■ **Required task**: Output every line of the listing below as a numbered list, omitting any blank lines.

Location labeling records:
((

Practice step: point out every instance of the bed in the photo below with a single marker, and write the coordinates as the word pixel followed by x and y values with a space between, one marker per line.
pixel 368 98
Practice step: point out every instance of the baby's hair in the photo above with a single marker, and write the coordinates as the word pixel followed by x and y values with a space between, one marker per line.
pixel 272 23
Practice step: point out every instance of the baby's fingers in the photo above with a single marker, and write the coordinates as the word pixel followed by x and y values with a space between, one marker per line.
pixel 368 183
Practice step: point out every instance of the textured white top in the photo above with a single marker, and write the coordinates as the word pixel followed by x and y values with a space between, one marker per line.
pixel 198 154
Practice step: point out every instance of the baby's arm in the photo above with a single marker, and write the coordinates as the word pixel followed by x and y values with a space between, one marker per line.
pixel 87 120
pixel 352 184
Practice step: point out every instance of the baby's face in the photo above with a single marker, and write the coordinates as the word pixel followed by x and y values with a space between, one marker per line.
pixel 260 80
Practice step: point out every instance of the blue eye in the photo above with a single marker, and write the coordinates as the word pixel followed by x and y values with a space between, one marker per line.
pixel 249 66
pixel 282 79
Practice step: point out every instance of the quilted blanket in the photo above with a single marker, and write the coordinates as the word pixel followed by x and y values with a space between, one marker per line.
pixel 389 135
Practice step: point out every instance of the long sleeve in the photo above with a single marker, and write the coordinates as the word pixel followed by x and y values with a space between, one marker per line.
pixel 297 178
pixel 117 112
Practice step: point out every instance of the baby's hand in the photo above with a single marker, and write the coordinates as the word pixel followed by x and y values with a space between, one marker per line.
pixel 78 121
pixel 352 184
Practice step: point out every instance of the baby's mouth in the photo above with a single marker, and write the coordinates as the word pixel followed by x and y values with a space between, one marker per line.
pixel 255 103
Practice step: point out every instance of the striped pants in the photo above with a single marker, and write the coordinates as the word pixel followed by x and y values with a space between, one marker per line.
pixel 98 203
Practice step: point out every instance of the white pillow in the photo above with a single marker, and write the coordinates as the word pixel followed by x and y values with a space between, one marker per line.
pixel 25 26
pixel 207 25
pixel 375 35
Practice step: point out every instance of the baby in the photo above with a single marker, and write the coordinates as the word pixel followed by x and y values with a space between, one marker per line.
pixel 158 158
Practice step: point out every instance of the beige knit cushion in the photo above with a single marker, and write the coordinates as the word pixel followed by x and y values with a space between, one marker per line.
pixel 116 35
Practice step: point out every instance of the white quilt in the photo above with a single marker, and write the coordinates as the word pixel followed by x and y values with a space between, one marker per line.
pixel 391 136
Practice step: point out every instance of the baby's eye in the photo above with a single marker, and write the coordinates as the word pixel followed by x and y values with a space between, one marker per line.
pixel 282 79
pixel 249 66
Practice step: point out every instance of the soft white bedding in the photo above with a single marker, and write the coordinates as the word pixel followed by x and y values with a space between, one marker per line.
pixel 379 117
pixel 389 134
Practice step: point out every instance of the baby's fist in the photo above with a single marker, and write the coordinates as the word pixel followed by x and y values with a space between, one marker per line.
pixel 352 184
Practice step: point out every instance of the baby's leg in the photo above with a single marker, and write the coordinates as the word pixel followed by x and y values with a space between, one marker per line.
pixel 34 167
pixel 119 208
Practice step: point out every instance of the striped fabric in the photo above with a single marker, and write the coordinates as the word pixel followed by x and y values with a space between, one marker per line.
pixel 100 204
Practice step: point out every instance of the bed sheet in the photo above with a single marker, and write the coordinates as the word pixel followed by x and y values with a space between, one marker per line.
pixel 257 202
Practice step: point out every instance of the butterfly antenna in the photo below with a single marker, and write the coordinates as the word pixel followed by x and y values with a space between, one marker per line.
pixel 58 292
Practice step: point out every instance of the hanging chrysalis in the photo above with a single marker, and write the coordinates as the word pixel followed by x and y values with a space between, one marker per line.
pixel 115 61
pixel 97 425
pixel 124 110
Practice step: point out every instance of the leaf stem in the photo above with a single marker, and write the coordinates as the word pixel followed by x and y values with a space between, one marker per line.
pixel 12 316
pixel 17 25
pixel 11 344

))

■ **Exercise answer**:
1. Practice step: point out every instance of the bed in the photo below with a single marker, and write the coordinates as the word pixel followed by x and y values with a space between, one marker per line.
2. pixel 368 98
3. Practice step: point out every instance of the baby's hair in the photo above with a single marker, and write the coordinates as the word pixel followed by x and y values with a space between, one marker per line.
4. pixel 272 23
5. Practice step: point out every instance of the baby's fingers in the photo above with a single marker, and write the coordinates as the word pixel followed by x and y values with a space between, one marker per line.
6. pixel 368 183
7. Practice step: point out every instance of the textured white top in the photo above with a single marker, and write the coordinates as the word pixel followed by x and y values with a space between, one marker per line.
8. pixel 198 154
9. Practice step: point out every instance of the baby's arm in the photo above with a single marker, and write the coordinates as the word pixel followed by x and y values with a space between, one marker per line.
10. pixel 87 120
11. pixel 352 184
12. Practice step: point out every instance of the baby's face in the photo above with a single marker, and write the coordinates as the word pixel followed by x and y values with a space between, one marker per line.
13. pixel 260 80
14. Practice step: point out every instance of the blue eye in the photo above with a single marker, and write the coordinates as the word pixel followed by x and y values with a space between, one marker per line.
15. pixel 249 66
16. pixel 282 79
17. Practice step: point out every instance of the quilted blanket in the photo above with a single marker, and write the coordinates as the word pixel followed by x and y values with a space between, one marker per line.
18. pixel 389 135
19. Practice step: point out every instance of the long sleeve in the photo above with a single marker, and write the coordinates as the word pixel followed by x and y values with a space between, one marker per line.
20. pixel 297 178
21. pixel 117 112
22. Practice step: point out every instance of the baby's hand in the photo above with a single marker, and write the coordinates as the word pixel followed by x and y values with a space between, one marker per line.
23. pixel 78 121
24. pixel 352 184
25. Practice step: point out every instance of the baby's mouth in the photo above with a single marker, and write the coordinates as the word pixel followed by x and y values with a space between, one marker per line.
26. pixel 255 103
27. Practice step: point out every instance of the striped pants in the photo above with a single marker, and write the coordinates as the word pixel followed by x and y values with a space between, one marker per line.
28. pixel 98 203
29. Practice step: point out every instance of the white pillow in the photo above with a single marker, and write the coordinates as the word pixel followed by x and y values with a space between, one marker per line.
30. pixel 25 26
31. pixel 207 25
32. pixel 375 35
33. Practice step: point out every instance of the baby in the photo above with a single marker, and write the coordinates as the word pixel followed by x and y values with a space between, one marker per line.
34. pixel 158 158
35. Practice step: point out every instance of the beige knit cushion in the photo above with a single marker, and write the coordinates as the word pixel followed by x and y values with a space between, one marker per line.
36. pixel 116 35
37. Practice step: point out every instance of the white quilt in the photo above with a single marker, and write the coordinates as the word pixel followed by x and y values with a space between, one marker per line.
38. pixel 391 136
39. Practice step: point out every instance of the baby's eye in the photo above with a single marker, and write the coordinates as the word pixel followed by x and y values with a space between, one marker per line.
40. pixel 282 79
41. pixel 249 66
42. Practice step: point out every instance of the soft white bedding in the photo above with a single marker, and write the coordinates as the word pixel followed by x and y values with a space between, one marker per line.
43. pixel 379 117
44. pixel 389 134
45. Practice step: point out every instance of the baby's fist in the photo above with a single marker, and write the coordinates as the word pixel followed by x and y values with a space between, one marker per line.
46. pixel 352 184
47. Practice step: point out every instance of the baby's leg in the photo above with a single marker, and write the coordinates as the word pixel followed by x and y values with a space between, one marker per line.
48. pixel 34 167
49. pixel 119 208
50. Practice step: point out every instance of the striped fabric in the photo above with a single marker, and write the coordinates as the word pixel followed by x and y values with a space between, one marker per line.
51. pixel 100 204
52. Practice step: point out every instance of the bed sheet in the photo above with a single marker, and write the coordinates as the word pixel followed by x and y values with a space between, one marker per line.
53. pixel 257 202
54. Practice step: point out every instance of the butterfly antenna in the photo below with a single marker, and write the coordinates as the word pixel followed by x and y values with a space between, one marker per line.
55. pixel 58 292
56. Practice step: point out every instance of the hanging chrysalis in the photo above with a single marker, and write the coordinates as the word pixel followed by x and y values with a space between, one marker per line.
57. pixel 115 61
58. pixel 97 425
59. pixel 124 110
60. Practice step: point out every instance of the leaf stem in the photo above with a single marker, and write the coordinates as the word pixel followed by x and y values with a space between, one marker per line.
61. pixel 12 316
62. pixel 17 25
63. pixel 11 344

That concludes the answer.